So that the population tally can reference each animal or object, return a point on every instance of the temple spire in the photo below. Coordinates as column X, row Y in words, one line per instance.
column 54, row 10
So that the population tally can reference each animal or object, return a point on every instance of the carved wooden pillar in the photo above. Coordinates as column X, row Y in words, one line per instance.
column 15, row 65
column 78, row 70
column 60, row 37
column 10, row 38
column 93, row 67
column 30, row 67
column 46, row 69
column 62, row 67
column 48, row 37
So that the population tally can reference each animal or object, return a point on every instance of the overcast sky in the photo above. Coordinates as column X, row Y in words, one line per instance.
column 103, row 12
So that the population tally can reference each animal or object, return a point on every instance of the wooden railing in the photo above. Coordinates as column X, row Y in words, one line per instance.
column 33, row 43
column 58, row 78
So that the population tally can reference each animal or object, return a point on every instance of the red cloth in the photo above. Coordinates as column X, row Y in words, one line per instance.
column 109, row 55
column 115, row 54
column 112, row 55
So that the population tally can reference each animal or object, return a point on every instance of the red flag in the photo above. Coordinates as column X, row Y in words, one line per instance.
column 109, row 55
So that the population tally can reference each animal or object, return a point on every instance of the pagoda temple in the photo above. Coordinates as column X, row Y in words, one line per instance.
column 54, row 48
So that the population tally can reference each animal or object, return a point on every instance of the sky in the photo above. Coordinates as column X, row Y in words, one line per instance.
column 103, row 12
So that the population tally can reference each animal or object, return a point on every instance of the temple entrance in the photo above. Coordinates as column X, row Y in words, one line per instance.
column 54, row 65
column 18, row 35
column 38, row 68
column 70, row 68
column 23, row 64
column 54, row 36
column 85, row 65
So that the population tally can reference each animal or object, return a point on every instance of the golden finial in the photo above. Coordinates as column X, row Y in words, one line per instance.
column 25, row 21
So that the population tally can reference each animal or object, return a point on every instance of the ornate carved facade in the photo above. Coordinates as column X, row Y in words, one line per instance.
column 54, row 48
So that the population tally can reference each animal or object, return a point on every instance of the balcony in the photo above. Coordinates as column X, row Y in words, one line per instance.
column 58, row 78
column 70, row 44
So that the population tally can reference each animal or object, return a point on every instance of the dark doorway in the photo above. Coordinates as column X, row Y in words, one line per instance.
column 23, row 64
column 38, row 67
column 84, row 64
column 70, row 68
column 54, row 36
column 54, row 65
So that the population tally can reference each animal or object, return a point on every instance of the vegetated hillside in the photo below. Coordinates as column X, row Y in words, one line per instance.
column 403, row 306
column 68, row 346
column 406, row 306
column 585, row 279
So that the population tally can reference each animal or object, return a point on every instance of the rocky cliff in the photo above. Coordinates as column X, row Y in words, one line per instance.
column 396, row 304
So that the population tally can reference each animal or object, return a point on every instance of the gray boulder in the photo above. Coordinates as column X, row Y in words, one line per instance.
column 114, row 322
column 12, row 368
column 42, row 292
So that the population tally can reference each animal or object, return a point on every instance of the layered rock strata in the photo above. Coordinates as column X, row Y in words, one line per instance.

Your task >>
Would you repeat each line above exactly as it stands?

Answer to this task >>
So that the population tally can reference each animal or object, return a point on every instance of the temple spire in the photo below. Coordinates as column X, row Y in words, one line per instance.
column 54, row 10
So that the population tally can reference each animal or object, return a point on every instance of the carved wooden pillar in the photo above. Coordinates as column X, row Y in words, one line per instance.
column 15, row 65
column 78, row 70
column 60, row 37
column 10, row 38
column 93, row 67
column 30, row 67
column 46, row 69
column 62, row 67
column 48, row 37
So that the population tally can reference each animal or object, return a point on every instance of the overcast sky in the photo above. Coordinates as column X, row Y in words, one line per instance.
column 103, row 12
So that the population tally can reference each animal or object, return a point on every instance of the wooden railing in the photo above. Coordinates as column X, row Y in words, one line per instance.
column 33, row 43
column 58, row 78
So that the population tally can reference each animal or object, return a point on every instance of the red cloth in the photo above. Coordinates as column X, row Y in words, one line per instance.
column 109, row 55
column 115, row 54
column 112, row 55
So that the population tally can reference each animal or object, return a point on every instance of the red flag in the photo above. Coordinates as column X, row Y in words, one line per instance.
column 109, row 55
So that the population tally can reference each animal or object, return a point on every instance of the pagoda temple in the photo above. Coordinates as column X, row Y in words, one line per instance.
column 54, row 48
So that the population tally can reference each animal or object, return a point on every instance of the sky in the photo above. Coordinates as column X, row Y in words, one line per instance.
column 103, row 12
So that the population tally can reference each animal or object, return a point on every instance of the temple entrance in the photo above. Coordinates as column X, row Y in words, one line per instance.
column 54, row 65
column 18, row 35
column 38, row 68
column 70, row 68
column 23, row 64
column 54, row 36
column 85, row 65
So that the population tally can reference each animal or object, return a point on every instance of the golden finial in the photo above. Coordinates as column X, row Y in words, one line per instance.
column 25, row 21
So that the population tally can reference each animal or object, return a point on every instance of the ornate carved facade in the photo above. Coordinates as column X, row Y in words, one line per instance.
column 54, row 48
So that the population tally can reference each animal or object, return a point on every instance of the balcony in the photo above. Coordinates as column X, row Y in words, one line per instance.
column 58, row 78
column 70, row 44
So that the population tally can reference each animal or object, return a point on every instance of the dark doorway in the photo above. Coordinates as column X, row Y in words, one line per instance.
column 23, row 64
column 38, row 67
column 84, row 64
column 70, row 68
column 54, row 36
column 54, row 65
So that the population tally can reference each animal or object, return a point on every instance of the vegetated hillside in the photo below. Coordinates as column X, row Y in words, one line per instance.
column 403, row 306
column 68, row 346
column 406, row 306
column 585, row 279
So that the population tally can reference each animal or object, return a point on every instance of the rocky cliff in the photo above. Coordinates as column X, row Y in words, one line per instance.
column 396, row 304
So that the population tally can reference each animal or object, return a point on every instance of the gray boulder in the photo above. Coordinates as column X, row Y in words, one line per instance.
column 114, row 322
column 12, row 368
column 42, row 292
So that the population tally can reference each animal or object, return a point on every instance of the layered rock strata in the photo above. Coordinates as column X, row Y in words, one line per instance.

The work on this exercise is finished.